From: Ben Pfaff <blp@cs.stanford.edu>
Date: Sat, 6 May 2023 01:01:06 +0000 (-0700)
Subject: combine-files: Allow matching string variables to have different widths.
X-Git-Url: https://pintos-os.org/cgi-bin/gitweb.cgi?a=commitdiff_plain;h=638bf380e550;p=pspp

combine-files: Allow matching string variables to have different widths.

Requested by Frans Houweling and Alan Mead at
https://lists.gnu.org/archive/html/pspp-users/2015-03/msg00008.html
---

diff --git a/NEWS b/NEWS
index 2ba75571b3..6c15134edf 100644
--- a/NEWS
+++ b/NEWS
@@ -17,6 +17,9 @@ Changes after 1.6.2:
 
    - Break variables are now optional.
 
+ * ADD FILES, MATCH FILES, and UPDATE now allow string variables with
+   the same name to have different widths.
+
  * CROSSTABS now calculates significance of Pearson and Spearman
    correlations in symmetric measures.
 
diff --git a/doc/combining.texi b/doc/combining.texi
index 751612a874..8bb9eafb33 100644
--- a/doc/combining.texi
+++ b/doc/combining.texi
@@ -116,8 +116,10 @@ The variables in the new active dataset are the union of all the input files'
 variables, matched based on their name.  When a single input file
 contains a variable with a given name, the output file will contain
 exactly that variable.  When more than one input file contains a
-variable with a given name, those variables must all have the same
-type (numeric or string) and, for string variables, the same width.
-=-=-=-=-
**Problem 1:**
In the combine-files commit, which three commands now let string variables with the same name have different widths?
**Problem 2:**
Carry on the combine-files commit from the point where it stops.
The entries that come next aren't needed for anything here.

**Material supplied:**
-=-=-=-=-
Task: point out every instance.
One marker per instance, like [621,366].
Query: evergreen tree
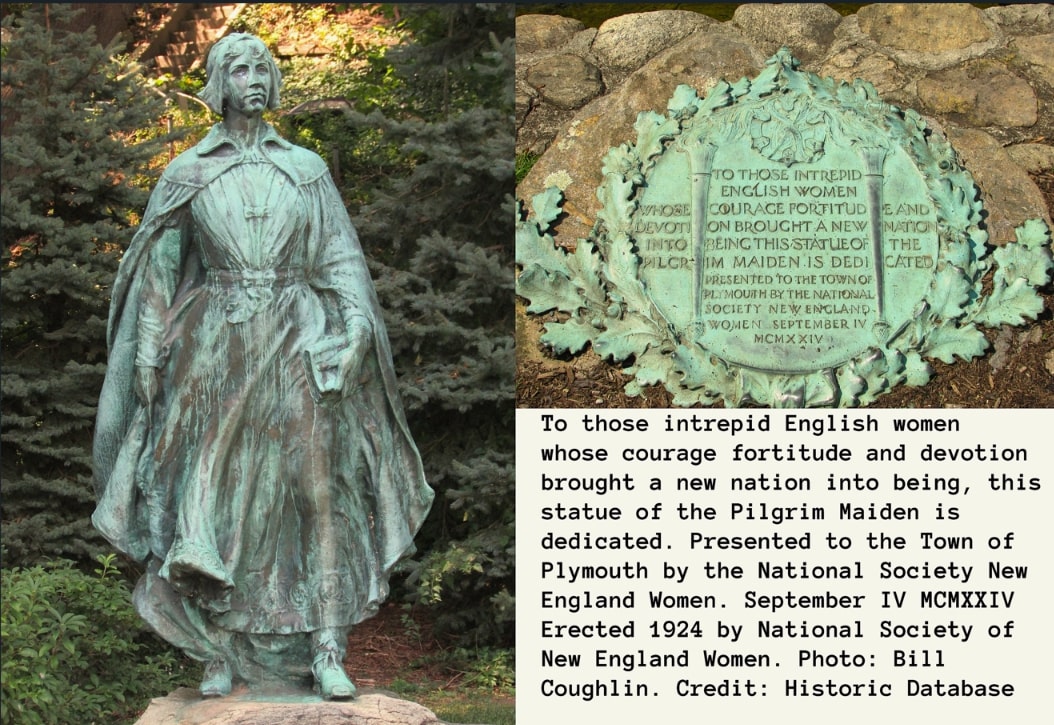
[70,162]
[440,238]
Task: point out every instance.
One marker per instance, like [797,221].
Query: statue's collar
[219,136]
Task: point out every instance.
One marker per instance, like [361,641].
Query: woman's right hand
[147,384]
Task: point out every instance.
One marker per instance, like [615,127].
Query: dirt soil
[396,645]
[1017,371]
-=-=-=-=-
**Output 1:**
ADD FILES, MATCH FILES, and UPDATE.

**Output 2:**
+variable with a given name, those variables must be all string or all numeric.
+If they are string variables, then the result will have the width of the longest
+variable with that name, with narrower values padded on the right with spaces
+to fill the width.
 Variables are matched after renaming with the @subcmd{RENAME} subcommand.
 Thus, @subcmd{RENAME} can be used to resolve conflicts.
 Only variables in the output file can conflict, so @subcmd{DROP} or
diff --git a/src/data/subcase.h b/src/data/subcase.h
index 027a639542..7abbef6d49 100644
--- a/src/data/subcase.h
+++ b/src/data/subcase.h
@@ -84,6 +84,7 @@ static inline size_t subcase_get_n_fields (const struct subcase *);
 
 static inline size_t subcase_get_case_index (const struct subcase *,
                                              size_t idx);
+static inline int subcase_get_width (const struct subcase *, size_t idx);
 static inline enum subcase_direction subcase_get_direction (
   const struct subcase *, size_t idx);
 
@@ -119,6 +120,12 @@ subcase_get_case_index (const struct subcase *sc, size_t idx)
   return sc->fields[idx].case_index;
 }
 
+static inline int
+subcase_get_width (const struct subcase *sc, size_t idx)
+{
+  return sc->fields[idx].width;
+}
+
 static inline enum subcase_direction
 subcase_get_direction (const struct subcase *sc, size_t idx)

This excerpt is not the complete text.